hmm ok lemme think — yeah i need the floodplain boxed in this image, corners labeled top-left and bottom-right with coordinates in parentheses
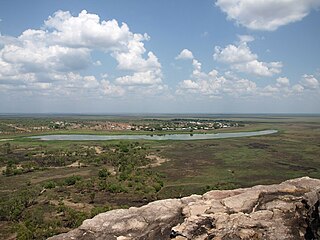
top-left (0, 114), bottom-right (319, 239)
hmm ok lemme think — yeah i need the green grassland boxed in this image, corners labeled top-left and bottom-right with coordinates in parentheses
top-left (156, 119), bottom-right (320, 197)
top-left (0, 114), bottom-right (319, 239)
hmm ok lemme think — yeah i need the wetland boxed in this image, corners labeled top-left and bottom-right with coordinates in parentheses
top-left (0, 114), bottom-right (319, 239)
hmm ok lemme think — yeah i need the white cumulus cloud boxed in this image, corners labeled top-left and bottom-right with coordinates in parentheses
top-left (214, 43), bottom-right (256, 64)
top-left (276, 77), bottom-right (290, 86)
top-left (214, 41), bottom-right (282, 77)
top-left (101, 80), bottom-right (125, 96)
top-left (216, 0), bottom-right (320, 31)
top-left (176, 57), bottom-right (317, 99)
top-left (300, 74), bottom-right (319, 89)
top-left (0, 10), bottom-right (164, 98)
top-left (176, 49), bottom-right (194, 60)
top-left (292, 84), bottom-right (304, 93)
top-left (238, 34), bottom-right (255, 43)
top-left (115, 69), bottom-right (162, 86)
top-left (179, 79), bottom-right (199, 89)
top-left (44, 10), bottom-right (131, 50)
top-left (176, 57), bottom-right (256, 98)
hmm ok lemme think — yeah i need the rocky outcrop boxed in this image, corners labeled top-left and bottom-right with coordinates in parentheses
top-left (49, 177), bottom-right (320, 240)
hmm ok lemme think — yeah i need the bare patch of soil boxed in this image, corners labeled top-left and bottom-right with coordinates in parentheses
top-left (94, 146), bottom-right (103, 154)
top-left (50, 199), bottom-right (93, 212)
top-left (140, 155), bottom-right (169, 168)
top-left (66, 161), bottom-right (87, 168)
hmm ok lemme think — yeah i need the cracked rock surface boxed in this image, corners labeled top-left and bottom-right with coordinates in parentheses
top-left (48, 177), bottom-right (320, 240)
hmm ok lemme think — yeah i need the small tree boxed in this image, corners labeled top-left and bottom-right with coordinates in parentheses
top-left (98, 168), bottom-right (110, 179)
====
### Brief
Respond with the exact lines running from the one that contains "hmm ok lemme think — yeah i need the small" through the last line of the data above, and no other lines.

### Task result
hmm ok lemme think — yeah i need the small tree boxed in this image, corners labeled top-left and bottom-right with coordinates in parentheses
top-left (98, 168), bottom-right (110, 179)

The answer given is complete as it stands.